### Short problem
Can you copy out the special report on dewatering high-water-saturation reservoirs below, word for word and in full?

### Text excerpt
## START

September 2000
Special Report

Major reserve increase obtained by dewatering high-water-saturation reservoirs

New Dominion, L.L.C. has taken a bolder approach to developing major new reserves in exhausted oil and gas fields.


September 2000 Supplement 
Case Study 

PTD

Major reserve increase obtained by dewatering high-water-saturation reservoirs

David Chernicky, New Dominion, L.L.C., Tulsa, Okla.

Bottom line. New Dominion, L.L.C. has taken a bolder approach to developing major new reserves in exhausted oil and gas fields. By applying technology now accepted in coalbed methane production to very extensive, high-water-saturation oil and gas fields, reserves previously considered uneconomic have become profitable.

Background. From its beginning in 1998, New Dominion, L.L.C. (NDL) has been focused on producing high-water-saturation reservoirs, such as the Hunton limestone in central Oklahoma. The Hunton is quite heterogeneous, producing by partial water drive. Except for selected wells on structural highs, wells encounter thick, but typically high-water-saturation zones. Wells in this environment had been conventionally produced and typically abandoned, or bypassed entirely, because of high water production and the economic factors associated with the same.

However, New Dominion’s experience has proven that systematic dewatering of the entire reservoir, not just individual wells, results in synergistic interaction among wells, leading to decreasing water:oil ratio (WOR) as field development occurs. Development of new reserves in this environment requires the following six essential components:

  • Correct geological assessment of the reservoir
  • Abundant and economic high-current, three-phase electrical power
  • A high-volume gas gathering and processing system, which is often nonexistent in the areas around these types of reservoirs.

## END

### Supplied data
## START

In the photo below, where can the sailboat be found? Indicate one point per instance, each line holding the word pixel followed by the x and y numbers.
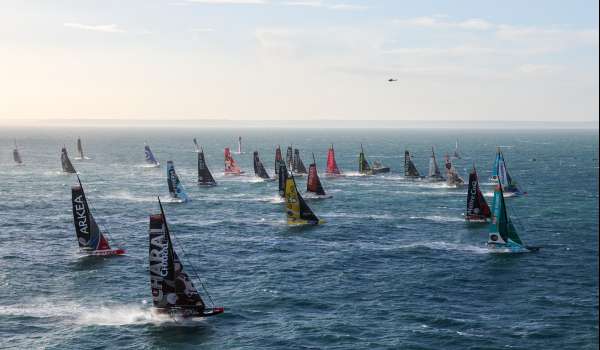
pixel 313 183
pixel 81 156
pixel 453 179
pixel 173 291
pixel 410 170
pixel 477 208
pixel 239 145
pixel 289 158
pixel 297 211
pixel 278 159
pixel 150 159
pixel 434 171
pixel 332 167
pixel 91 240
pixel 503 236
pixel 365 168
pixel 500 172
pixel 204 176
pixel 282 177
pixel 456 154
pixel 259 169
pixel 17 155
pixel 66 162
pixel 175 187
pixel 298 167
pixel 231 167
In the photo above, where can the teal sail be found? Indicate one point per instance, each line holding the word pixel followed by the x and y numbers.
pixel 502 233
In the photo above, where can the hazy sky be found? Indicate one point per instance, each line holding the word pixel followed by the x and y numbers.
pixel 299 59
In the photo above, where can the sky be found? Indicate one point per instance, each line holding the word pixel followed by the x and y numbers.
pixel 299 60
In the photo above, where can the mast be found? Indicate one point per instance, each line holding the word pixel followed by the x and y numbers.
pixel 313 183
pixel 65 162
pixel 259 169
pixel 175 187
pixel 204 176
pixel 16 155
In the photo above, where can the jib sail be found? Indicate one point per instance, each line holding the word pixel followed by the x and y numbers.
pixel 150 159
pixel 88 233
pixel 65 162
pixel 282 177
pixel 175 186
pixel 204 175
pixel 313 183
pixel 231 166
pixel 17 155
pixel 332 168
pixel 410 170
pixel 259 169
pixel 278 159
pixel 80 148
pixel 297 211
pixel 172 288
pixel 477 207
pixel 297 164
pixel 363 164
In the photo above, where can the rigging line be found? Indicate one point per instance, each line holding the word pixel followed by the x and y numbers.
pixel 202 283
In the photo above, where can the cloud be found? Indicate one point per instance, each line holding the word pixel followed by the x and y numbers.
pixel 330 6
pixel 441 21
pixel 230 2
pixel 107 28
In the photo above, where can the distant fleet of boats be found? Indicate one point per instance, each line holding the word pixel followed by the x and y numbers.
pixel 172 289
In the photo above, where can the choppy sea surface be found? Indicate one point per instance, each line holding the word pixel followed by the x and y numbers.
pixel 395 265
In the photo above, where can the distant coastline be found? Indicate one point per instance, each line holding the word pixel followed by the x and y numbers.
pixel 305 124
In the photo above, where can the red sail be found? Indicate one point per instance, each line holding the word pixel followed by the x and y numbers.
pixel 332 168
pixel 231 166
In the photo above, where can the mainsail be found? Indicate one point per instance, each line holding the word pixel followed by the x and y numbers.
pixel 453 178
pixel 363 164
pixel 434 170
pixel 204 176
pixel 172 289
pixel 289 158
pixel 150 159
pixel 259 169
pixel 477 207
pixel 297 211
pixel 410 170
pixel 282 177
pixel 502 233
pixel 332 168
pixel 313 183
pixel 17 155
pixel 500 172
pixel 278 159
pixel 297 164
pixel 66 162
pixel 80 149
pixel 231 167
pixel 91 240
pixel 175 187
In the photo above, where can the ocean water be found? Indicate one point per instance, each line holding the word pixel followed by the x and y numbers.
pixel 395 266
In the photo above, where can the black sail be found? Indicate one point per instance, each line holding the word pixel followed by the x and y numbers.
pixel 204 175
pixel 259 169
pixel 298 166
pixel 171 286
pixel 67 166
pixel 410 170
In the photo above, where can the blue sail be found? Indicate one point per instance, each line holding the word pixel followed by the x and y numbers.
pixel 175 187
pixel 149 156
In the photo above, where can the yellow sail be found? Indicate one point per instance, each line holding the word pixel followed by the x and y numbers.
pixel 298 213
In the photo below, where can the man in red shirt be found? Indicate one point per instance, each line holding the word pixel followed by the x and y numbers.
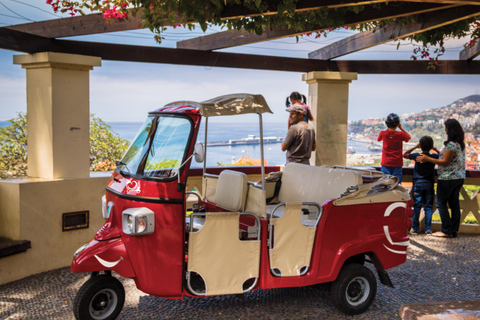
pixel 392 159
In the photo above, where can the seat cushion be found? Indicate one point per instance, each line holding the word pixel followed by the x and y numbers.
pixel 231 192
pixel 306 183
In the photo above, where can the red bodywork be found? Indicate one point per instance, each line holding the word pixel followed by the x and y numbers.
pixel 157 262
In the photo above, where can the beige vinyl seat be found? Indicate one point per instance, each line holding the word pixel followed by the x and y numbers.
pixel 231 192
pixel 292 233
pixel 226 264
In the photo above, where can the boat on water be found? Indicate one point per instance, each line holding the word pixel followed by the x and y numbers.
pixel 251 139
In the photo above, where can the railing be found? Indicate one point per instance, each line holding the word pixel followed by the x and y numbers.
pixel 470 204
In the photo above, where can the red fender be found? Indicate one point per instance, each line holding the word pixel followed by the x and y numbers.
pixel 104 255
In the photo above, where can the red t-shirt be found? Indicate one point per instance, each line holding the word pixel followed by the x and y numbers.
pixel 393 147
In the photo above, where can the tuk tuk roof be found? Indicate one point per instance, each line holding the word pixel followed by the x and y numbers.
pixel 230 104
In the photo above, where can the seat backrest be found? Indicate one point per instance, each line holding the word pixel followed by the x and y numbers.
pixel 306 183
pixel 231 192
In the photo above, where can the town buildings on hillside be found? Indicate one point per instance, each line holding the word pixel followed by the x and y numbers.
pixel 466 111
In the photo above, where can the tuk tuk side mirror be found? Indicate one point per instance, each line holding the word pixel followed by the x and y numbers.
pixel 199 152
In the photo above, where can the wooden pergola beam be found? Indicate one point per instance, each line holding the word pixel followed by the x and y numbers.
pixel 470 53
pixel 227 39
pixel 9 39
pixel 456 2
pixel 95 23
pixel 393 32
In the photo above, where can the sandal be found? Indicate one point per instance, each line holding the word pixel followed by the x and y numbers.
pixel 441 235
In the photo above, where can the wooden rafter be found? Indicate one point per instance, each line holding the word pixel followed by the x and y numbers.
pixel 393 32
pixel 10 39
pixel 95 23
pixel 229 39
pixel 470 53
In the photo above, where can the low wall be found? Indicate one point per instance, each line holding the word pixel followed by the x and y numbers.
pixel 31 209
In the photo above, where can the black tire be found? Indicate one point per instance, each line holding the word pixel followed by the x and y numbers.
pixel 100 298
pixel 354 289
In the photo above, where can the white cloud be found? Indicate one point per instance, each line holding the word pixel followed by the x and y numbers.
pixel 13 93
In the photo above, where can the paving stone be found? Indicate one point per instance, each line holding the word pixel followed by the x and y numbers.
pixel 437 271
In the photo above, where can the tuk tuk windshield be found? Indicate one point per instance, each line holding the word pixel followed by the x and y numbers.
pixel 159 147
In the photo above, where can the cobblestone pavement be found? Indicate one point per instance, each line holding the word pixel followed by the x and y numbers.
pixel 436 270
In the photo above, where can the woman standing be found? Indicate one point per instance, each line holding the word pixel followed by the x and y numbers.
pixel 451 174
pixel 294 98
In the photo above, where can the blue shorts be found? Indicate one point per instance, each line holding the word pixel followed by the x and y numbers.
pixel 393 171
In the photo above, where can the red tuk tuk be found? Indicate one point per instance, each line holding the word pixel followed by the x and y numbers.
pixel 320 225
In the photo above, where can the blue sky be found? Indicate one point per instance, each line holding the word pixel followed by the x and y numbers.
pixel 122 91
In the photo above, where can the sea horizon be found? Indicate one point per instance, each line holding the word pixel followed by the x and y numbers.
pixel 228 154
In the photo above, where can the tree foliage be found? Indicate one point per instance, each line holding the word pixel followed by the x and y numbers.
pixel 13 148
pixel 105 147
pixel 157 14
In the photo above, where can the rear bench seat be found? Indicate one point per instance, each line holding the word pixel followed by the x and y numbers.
pixel 304 183
pixel 291 238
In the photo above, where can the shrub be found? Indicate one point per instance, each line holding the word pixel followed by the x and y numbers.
pixel 105 147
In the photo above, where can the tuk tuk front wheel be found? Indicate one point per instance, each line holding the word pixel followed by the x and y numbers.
pixel 354 289
pixel 100 298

## END

### Answer below
September 2000
Special Report

Major reserve increase obtained by dewatering high-water-saturation reservoirs

New Dominion, L.L.C. has taken a bolder approach to developing major new reserves in exhausted oil and gas fields.


September 2000 Supplement 
Case Study 

PTD

Major reserve increase obtained by dewatering high-water-saturation reservoirs

David Chernicky, New Dominion, L.L.C., Tulsa, Okla.

Bottom line. New Dominion, L.L.C. has taken a bolder approach to developing major new reserves in exhausted oil and gas fields. By applying technology now accepted in coalbed methane production to very extensive, high-water-saturation oil and gas fields, reserves previously considered uneconomic have become profitable.

Background. From its beginning in 1998, New Dominion, L.L.C. (NDL) has been focused on producing high-water-saturation reservoirs, such as the Hunton limestone in central Oklahoma. The Hunton is quite heterogeneous, producing by partial water drive. Except for selected wells on structural highs, wells encounter thick, but typically high-water-saturation zones. Wells in this environment had been conventionally produced and typically abandoned, or bypassed entirely, because of high water production and the economic factors associated with the same.

However, New Dominion’s experience has proven that systematic dewatering of the entire reservoir, not just individual wells, results in synergistic interaction among wells, leading to decreasing water:oil ratio (WOR) as field development occurs. Development of new reserves in this environment requires the following six essential components:

  • Correct geological assessment of the reservoir
  • Abundant and economic high-current, three-phase electrical power
  • A high-volume gas gathering and processing system, which is often nonexistent in the areas around these types of reservoirs.